§ Raw records
— Begin —
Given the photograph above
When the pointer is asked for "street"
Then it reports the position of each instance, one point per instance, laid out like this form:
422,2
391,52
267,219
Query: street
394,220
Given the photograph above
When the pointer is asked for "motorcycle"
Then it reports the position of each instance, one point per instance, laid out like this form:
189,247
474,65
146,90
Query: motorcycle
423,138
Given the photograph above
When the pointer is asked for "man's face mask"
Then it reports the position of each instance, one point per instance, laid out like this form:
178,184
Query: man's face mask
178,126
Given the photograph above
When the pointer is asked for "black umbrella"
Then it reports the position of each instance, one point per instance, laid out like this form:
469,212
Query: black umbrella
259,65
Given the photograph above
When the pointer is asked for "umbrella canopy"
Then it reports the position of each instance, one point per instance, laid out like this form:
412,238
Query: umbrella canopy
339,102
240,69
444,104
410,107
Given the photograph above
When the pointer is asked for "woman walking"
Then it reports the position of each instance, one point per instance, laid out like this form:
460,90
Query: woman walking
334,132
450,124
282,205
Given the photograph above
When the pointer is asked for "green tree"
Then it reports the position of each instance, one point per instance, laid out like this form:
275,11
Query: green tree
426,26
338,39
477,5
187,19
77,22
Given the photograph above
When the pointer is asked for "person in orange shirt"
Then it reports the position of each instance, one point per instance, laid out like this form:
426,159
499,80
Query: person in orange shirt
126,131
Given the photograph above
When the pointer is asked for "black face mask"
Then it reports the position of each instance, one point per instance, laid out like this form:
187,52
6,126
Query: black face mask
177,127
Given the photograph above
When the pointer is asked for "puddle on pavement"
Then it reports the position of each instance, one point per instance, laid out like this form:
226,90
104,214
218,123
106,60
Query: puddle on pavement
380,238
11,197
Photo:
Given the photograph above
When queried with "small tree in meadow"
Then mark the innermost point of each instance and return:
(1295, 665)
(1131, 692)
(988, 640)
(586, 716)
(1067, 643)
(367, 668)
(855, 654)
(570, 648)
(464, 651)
— End —
§ The task
Your task is to extract all of the records exactly.

§ Problem solution
Given the photograph above
When the pointer is asked for "street"
Then it reports the position of each instance, one point per instance, laid out like this form:
422,2
391,52
267,219
Query: street
394,220
Given the photograph above
When the pointer is asked for "motorcycle"
Then it reports the position of each instance, one point per instance, laid out like this form:
189,247
474,65
146,90
Query: motorcycle
423,138
Given the photograph above
When the pointer is asked for "man's face mask"
Then it reports the position of each instance, one point per instance, laid out like this form:
178,184
Query: man's face mask
178,126
Given the photograph above
When the pointer is asked for "black umbrella"
Then it reports the position of each instance, one point per instance, laid out like this form:
469,212
Query: black umbrella
259,65
Given the photograph above
When the pointer is asked for "umbrella canopy"
Then it reports the position of each instance, one point per instance, laid out like this form:
412,238
Query: umbrella canopy
339,102
240,69
444,104
410,107
Given the photograph above
When the pointer is asked for "woman walking"
Then it reports the position of each instance, one point per instance, laid out like this form:
460,90
Query: woman walking
334,132
450,124
282,205
Given the photograph above
When the pointer is asked for "green tree"
Then it reports the position of each instance, one point per instance, laid out like this form:
275,11
Query: green tree
426,26
338,39
477,5
187,19
77,22
Given the photograph above
When the pointer is asked for "person in orange shirt"
Then it reports the position of each instance, one point per instance, laid out like this form:
426,159
499,80
Query: person in orange shirt
126,131
Given the photograph above
When the pointer is asked for "black face mask"
Then it reports the position of each instance, one point per instance, laid out like this form:
187,52
6,126
Query: black face mask
177,127
Given the photograph above
When the pointer is asked for "puddle on pavement"
Then it reports the position of each instance, one point per instance, laid out like this form:
226,90
104,214
218,123
106,60
Query: puddle on pavement
380,238
11,197
Photo:
Given the photograph above
When queried with "small tree in meadow"
Then mark the innermost point of each instance and return:
(1295, 665)
(1131, 692)
(988, 640)
(586, 716)
(1067, 643)
(367, 668)
(855, 654)
(570, 648)
(464, 651)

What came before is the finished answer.